-- Tugas a --
Salin semuanya dari teks tentang pendekatan pengajaran bahasa bagi anak tunagrahita, mulai dari "III. Pendekatan‑pendekatan dalam" hingga "dan pendekatan etologi.".
================
III. Pendekatan‑pendekatan dalam Pengajaran Bahasa kepada Anak Tunagrahita
Sellin (1979) mengemukakan empat pendekatan dalam pengajaran bahasa kepada anak tunagrahita, yaitu pendekatan sosiolinguistik, pendekatan psikolinguistik, pendekatan behaviorisme, dan pendekatan etologi.
3.1. Pendekatan Sosiolinguistik
Penggunaan pendekatan sosiolinguistik dalam pengajaran bahasa bagi siswa tunagrahita dikembangkan oleh Adler (1971), dan dimaksudkan untuk menjembatani diskrepansi antara bahasa baku yang dipergunakan guru dengan bahasa non‑baku yang sering dijumpai pada siswa tunagrahita. Sosiolinguis memandang fungsi bahasa terutama sebagai alat komunikasi sosial, yaitu pertukaran makna antaranggota sebuah masyarakat budaya. Penggunaan bahasa non‑baku seyogyanya dapat diterima selama hal itu sama efektifnya dalam menyampaikan maksud pembicara. Oleh karena itu, pengajaran bahasa seyogyanya lebih ditekankan pada pembinaan keterampilan berbahasa sebagai alat komunikasi sosial, tidak pada ketepatan pelafalan atau aksen tertentu ‑ sehingga guru seyogyanya bertoleransi terhadap omisi dan substitusi dalam ujaran.
================
-- Tugas b --
Tampilkan setiap baris catatan yang memuat kata "peppers". Huruf besar dan kecil dibedakan.
================
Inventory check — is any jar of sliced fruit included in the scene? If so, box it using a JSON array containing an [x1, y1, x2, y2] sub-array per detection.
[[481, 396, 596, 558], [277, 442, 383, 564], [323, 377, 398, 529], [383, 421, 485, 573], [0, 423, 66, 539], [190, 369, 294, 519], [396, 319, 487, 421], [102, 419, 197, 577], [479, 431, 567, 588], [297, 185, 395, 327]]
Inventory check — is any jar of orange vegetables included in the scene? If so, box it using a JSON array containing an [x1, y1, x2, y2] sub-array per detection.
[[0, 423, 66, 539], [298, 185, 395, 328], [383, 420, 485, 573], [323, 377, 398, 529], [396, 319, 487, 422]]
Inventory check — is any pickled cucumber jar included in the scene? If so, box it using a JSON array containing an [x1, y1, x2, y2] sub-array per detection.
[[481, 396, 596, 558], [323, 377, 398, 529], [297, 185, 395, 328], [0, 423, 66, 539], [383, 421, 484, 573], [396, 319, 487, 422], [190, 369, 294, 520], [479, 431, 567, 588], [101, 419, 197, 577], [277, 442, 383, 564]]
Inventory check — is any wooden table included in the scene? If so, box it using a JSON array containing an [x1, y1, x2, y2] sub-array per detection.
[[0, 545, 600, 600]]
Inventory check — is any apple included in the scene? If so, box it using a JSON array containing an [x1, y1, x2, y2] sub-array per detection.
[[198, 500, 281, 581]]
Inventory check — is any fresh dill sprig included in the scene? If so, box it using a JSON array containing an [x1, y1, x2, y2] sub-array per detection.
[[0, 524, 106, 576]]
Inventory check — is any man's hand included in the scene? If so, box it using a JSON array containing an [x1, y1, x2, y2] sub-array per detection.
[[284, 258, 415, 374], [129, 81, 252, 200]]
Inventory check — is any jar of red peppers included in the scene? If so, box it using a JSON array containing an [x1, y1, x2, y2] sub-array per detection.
================
-- Jawaban Latihan a --
III. Pendekatan‑pendekatan dalam Pengajaran Bahasa kepada Anak Tunagrahita
Sellin (1979) mengemukakan empat pendekatan dalam pengajaran bahasa kepada anak tunagrahita, yaitu pendekatan sosiolinguistik, pendekatan psikolinguistik, pendekatan behaviorisme, dan pendekatan etologi.

-- Jawaban Latihan b --
Inventory check — is any jar of red peppers included in the scene? If so, box it using a JSON array containing an [x1, y1, x2, y2] sub-array per detection.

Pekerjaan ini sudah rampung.